5 Reasons to Read “Finding God in Anime” Volume Two

The second volume of Finding God in Anime: A Devotional for Otakus was released this month, and I’m happy to announce I got to be a part of this collection. That’s not why I want everyone looking for a worthy summer devotional to pick one up. There are so many more reasons.

Here’s five:

The writers did their homework

I have read a good number of devotionals that have shown the Christian values you can find in other works from The Matrix to the Coen Brothers’ movies. Sometimes the connections are pretty obvious. Other times it’s a bit of a stretch. In this series (both Volume 1 and 2), the connections are all very clear, and backed up well with Biblical passages and in some cases direct quotes from the anime source material. The writers didn’t just see if they could find Christian values in their anime topics, they saw them right away.

----------

## Things to do
1. From the records below, copy every line that contains the string "short". Matching is case-sensitive.
2. Carry on writing the post about the anime devotional, starting right after its last sentence.

----------

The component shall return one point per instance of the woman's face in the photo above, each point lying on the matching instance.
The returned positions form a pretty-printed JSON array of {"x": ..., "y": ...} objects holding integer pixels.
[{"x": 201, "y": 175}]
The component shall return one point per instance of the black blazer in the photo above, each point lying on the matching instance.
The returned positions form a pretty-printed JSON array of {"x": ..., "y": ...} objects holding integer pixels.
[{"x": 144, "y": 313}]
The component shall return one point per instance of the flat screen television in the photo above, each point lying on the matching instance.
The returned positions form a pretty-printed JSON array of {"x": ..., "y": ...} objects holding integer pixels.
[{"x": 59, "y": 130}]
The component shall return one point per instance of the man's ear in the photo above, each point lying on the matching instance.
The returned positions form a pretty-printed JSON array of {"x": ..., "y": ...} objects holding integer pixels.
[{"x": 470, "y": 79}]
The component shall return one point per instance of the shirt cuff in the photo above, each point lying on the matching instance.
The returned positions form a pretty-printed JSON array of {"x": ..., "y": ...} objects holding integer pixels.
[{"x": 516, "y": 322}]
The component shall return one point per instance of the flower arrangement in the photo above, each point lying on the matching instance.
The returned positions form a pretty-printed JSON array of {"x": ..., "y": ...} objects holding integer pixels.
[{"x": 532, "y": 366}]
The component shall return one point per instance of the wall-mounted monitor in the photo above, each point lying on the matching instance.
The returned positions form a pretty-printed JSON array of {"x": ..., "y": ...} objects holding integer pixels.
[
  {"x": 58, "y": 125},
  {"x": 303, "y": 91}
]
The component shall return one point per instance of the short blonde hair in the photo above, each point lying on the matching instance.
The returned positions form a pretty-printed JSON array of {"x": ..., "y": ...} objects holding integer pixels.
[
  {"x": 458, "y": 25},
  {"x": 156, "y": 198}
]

----------

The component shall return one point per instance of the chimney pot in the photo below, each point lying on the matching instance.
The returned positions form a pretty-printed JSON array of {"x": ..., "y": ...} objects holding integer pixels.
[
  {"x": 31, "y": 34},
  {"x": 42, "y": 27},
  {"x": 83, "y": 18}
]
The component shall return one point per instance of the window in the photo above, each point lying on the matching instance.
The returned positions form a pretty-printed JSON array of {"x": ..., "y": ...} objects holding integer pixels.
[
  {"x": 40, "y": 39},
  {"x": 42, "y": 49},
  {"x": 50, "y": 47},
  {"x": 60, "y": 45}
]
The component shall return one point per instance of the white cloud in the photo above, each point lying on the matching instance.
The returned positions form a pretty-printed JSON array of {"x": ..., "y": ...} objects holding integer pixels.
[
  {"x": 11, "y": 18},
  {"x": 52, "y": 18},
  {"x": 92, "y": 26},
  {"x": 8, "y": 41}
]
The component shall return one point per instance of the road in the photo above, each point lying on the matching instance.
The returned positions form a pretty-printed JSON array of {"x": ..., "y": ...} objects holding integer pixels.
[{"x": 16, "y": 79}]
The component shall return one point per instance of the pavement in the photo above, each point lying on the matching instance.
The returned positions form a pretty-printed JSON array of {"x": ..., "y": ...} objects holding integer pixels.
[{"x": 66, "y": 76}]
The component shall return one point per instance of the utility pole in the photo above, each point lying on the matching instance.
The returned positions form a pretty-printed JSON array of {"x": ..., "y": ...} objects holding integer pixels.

----------

## Responses by task
1.
The component shall return one point per instance of the short blonde hair in the photo above, each point lying on the matching instance.

2.
Contributor Kayla E. Green notes the “ultimate sacrifice” Fairy Tale character Ezra Scarlet was willing to give so his family and friends would be spared is an ideal parallel to John 15:13: “Greater has one one than this; to lay down his life for friends.”

This volume is filled with examples like this.

It’s digital version are free!!

You can’t get a better price than that. The paperback version is available on Amazon for $8.99, which in itself isn’t bad at all these days. Ebook readers can download the same content free of charge. It’s offered, of course, on Amazon and Goodreads in Kindle version, but there are several other Ebook options as well: Apple, Kobo, Scribd,Thalia, Angus & Robertson, and Vivlio. If you miss out on this read, it certainly isn’t due to lack of Ebook options or a too-high price.

Both volumes of “Finding God in Anime” are available in paperback and Ebook formats.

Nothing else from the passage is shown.